==== BRANO DEL DOCUMENTO ====

Rivisitazione moderna di un classico del genere horror, il Suspiria di Luca Guadagnino ha fatto tanto parlare di sé: ma com’è effettivamente il film del 2018?
Recensione film Suspiria (2018)

Suspiria è un film horror del 2018 diretto da Luca Guadagnino, autore che si è prodigato in un’impresa tutt’altro che facile, ovvero rivisitare l’omonimo lungometraggio di Dario Argento risalente al 1977. Distribuito nelle sale cinematografiche italiane il 1° gennaio 2019, Suspiria presenta una durata di 152 minuti (mentre l’originale ne dura 92 circa), e ha un cast davvero formidabile composto da attrici quali Dakota Johnson, Mia Goth, Tilda Swinton e Chloë Grace Moretz. Questo film di Guadagnino è stato proiettato in anteprima mondiale alla 75esima edizione del Festival di Venezia, e per di più in concorso. Trattandosi un lavoro alquanto audace: com’è effettivamente il Suspiria del 2018? Di seguito la recensione del remake.

La trama di Suspiria (2018), film di Luca Guadagnino con Dakota Johnson

La trama di Suspiria (2018) è di base la stessa dell’originale di Dario Argento, quindi questa storia dell’orrore è ambientata in Germania e negli anni ’70. La protagonista è una ballerina americana di nome Susie Bannion, qui interpretata da Dakota Johnson – mentre nel classico del 1977 nel medesimo ruolo c’è di Jessica Harper -, la quale si iscrive alla Tanz Akademie. Si tratta di un’accademia di danza tra le più prestigiose in assoluto non solo in Europa ma nel mondo intero, soltanto che sin dal suo arriva Susie nota delle stranezze agghiaccianti. Più va avanti tra le mura della scuola più la protagonista comprende che dietro la sparizione delle studentesse ed il comportamento ambiguo delle insegnanti ci sono le forze dell’occulto.

==== RECORD ELENCATI ====

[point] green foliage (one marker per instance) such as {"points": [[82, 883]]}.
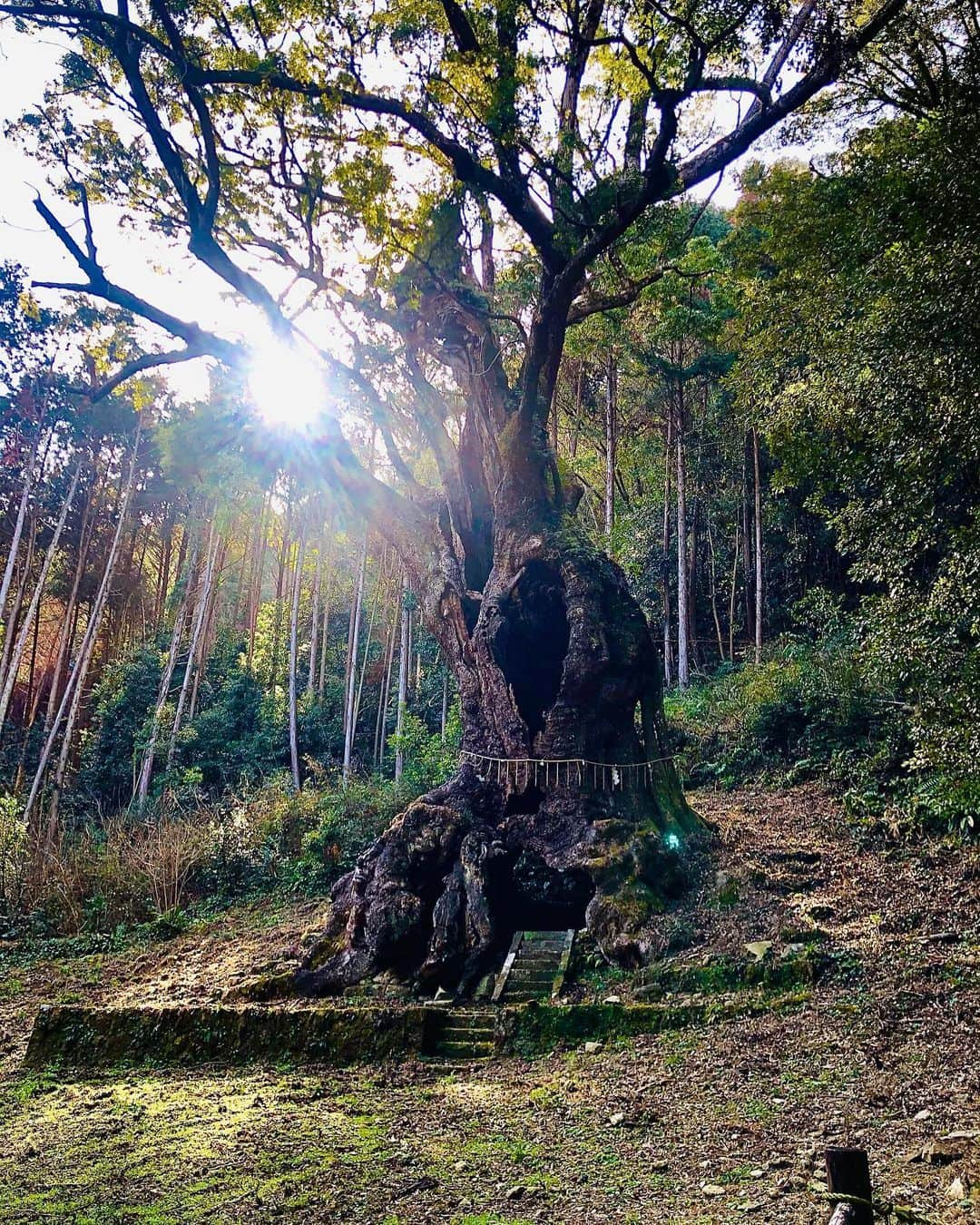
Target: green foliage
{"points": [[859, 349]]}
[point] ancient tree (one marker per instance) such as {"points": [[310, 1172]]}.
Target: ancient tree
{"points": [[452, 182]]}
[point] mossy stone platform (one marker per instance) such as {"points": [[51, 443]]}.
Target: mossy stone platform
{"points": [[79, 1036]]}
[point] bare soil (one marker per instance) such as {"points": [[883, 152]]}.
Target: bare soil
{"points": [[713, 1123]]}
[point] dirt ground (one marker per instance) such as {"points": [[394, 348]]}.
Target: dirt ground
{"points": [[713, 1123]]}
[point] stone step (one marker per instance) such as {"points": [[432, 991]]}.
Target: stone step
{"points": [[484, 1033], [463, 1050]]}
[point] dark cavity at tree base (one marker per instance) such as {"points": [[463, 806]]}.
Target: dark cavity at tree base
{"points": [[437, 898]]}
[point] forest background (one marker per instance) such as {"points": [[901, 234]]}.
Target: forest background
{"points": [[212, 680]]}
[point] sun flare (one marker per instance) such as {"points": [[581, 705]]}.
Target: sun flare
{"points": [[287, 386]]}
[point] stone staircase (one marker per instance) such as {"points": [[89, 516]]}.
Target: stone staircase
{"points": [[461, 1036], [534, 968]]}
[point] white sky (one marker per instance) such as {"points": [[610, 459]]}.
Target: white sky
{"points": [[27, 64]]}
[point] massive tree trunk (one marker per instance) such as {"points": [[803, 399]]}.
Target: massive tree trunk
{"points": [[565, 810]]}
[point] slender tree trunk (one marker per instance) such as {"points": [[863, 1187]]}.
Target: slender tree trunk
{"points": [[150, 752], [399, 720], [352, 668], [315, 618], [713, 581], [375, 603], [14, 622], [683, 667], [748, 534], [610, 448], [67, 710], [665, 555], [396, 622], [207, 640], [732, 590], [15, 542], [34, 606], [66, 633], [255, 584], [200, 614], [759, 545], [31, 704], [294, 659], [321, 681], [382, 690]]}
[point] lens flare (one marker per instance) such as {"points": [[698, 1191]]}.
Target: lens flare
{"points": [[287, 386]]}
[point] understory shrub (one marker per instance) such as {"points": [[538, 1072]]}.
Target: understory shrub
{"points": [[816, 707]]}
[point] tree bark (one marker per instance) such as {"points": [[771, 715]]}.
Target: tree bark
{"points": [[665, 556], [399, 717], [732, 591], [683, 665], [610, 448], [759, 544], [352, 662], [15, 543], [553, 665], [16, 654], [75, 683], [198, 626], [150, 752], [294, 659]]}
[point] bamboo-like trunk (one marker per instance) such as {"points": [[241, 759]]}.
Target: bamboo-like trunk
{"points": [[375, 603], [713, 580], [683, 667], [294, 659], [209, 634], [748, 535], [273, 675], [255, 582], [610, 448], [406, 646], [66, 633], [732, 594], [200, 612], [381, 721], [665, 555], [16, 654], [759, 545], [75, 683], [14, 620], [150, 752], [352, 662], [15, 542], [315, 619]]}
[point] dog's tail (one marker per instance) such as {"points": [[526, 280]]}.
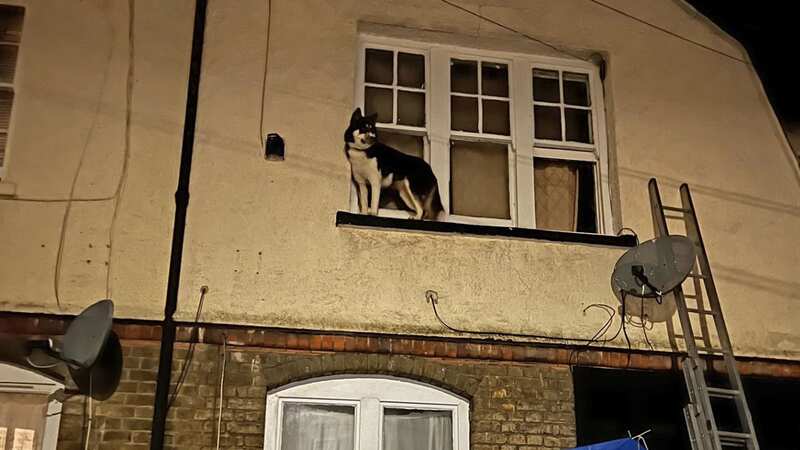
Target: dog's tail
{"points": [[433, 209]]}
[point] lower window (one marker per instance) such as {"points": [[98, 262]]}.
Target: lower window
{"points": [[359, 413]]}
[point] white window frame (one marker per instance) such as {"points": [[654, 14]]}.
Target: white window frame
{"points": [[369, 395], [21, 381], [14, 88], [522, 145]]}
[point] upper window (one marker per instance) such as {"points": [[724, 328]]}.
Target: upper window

====

● IL COMPITO
Riporta per favore, senza modifiche, il tratto del brano su Suspiria che va da "Rivisitazione moderna di" fino a "film Suspiria (2018)".

● RISPOSTA CORRETTA
Rivisitazione moderna di un classico del genere horror, il Suspiria di Luca Guadagnino ha fatto tanto parlare di sé: ma com’è effettivamente il film del 2018?
Recensione film Suspiria (2018)